> _EXERCISE DIRECTIONS_
From the report on Zika in Miami, copy out the passage from "Miami Mayor: Beaches" up to and including "of the outbreak." word for word.

> _TEXT SECTION_
Miami Mayor: Beaches are Safe From Zika

Health officials have been scrambling to get a handle on the Zika virus as a total of 14 cases likely transmitted by local mosquitoes have been identified in Florida. The U.S. Centers for Disease Control and Prevention (CDC) sent an emergency team to the Miami area to assist with its investigation of the outbreak.                          

Miami-Dade County Mayor Carlos Gimenez said on FOX Business Network’s Cavuto: Coast-to-Coast that he hopes to isolate the virus to a one-square-mile area in the Wynwood Arts District of Miami.

“The State of Florida Health Department has been testing people around the area. The good news is yesterday’s batch of urine tests came back negative, so we are continuing to focus in on Wynwood,” Gimenez said.

A majority of the Wynwood residents are made up of a large Puerto Rican and Southern American population who may have picked up the Zika virus from their travels to their homeland.

> _EXTRACTED RECORDS_
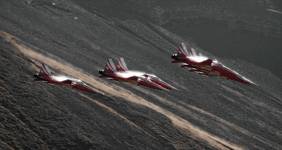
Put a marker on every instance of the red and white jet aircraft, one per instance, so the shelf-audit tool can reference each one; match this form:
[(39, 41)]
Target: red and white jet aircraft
[(203, 65), (46, 75), (120, 72)]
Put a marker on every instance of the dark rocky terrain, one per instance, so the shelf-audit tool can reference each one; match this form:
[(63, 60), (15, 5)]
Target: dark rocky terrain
[(84, 33)]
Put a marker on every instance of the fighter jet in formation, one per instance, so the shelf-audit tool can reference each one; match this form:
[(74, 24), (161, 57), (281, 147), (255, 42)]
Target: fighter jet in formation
[(120, 72), (46, 75), (196, 62)]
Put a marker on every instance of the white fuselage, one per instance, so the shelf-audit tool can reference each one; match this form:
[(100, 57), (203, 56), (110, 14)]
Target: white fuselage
[(129, 74), (61, 78)]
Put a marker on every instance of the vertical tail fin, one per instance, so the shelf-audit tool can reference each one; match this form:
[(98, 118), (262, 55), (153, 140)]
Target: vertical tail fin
[(182, 49), (45, 70), (110, 66), (121, 66)]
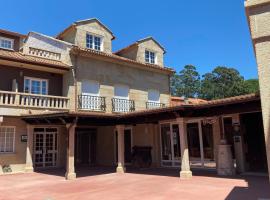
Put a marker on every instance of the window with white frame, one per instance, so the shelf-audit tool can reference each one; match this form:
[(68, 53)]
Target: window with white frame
[(93, 42), (121, 101), (150, 57), (90, 95), (6, 43), (7, 139), (153, 96), (35, 86), (121, 91), (90, 87)]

> _SOLUTION_
Miami Mayor: Beaches are Safe From Zika

Health officials have been scrambling to get a handle on the Zika virus as a total of 14 cases likely transmitted by local mosquitoes have been identified in Florida. The U.S. Centers for Disease Control and Prevention (CDC) sent an emergency team to the Miami area to assist with its investigation of the outbreak.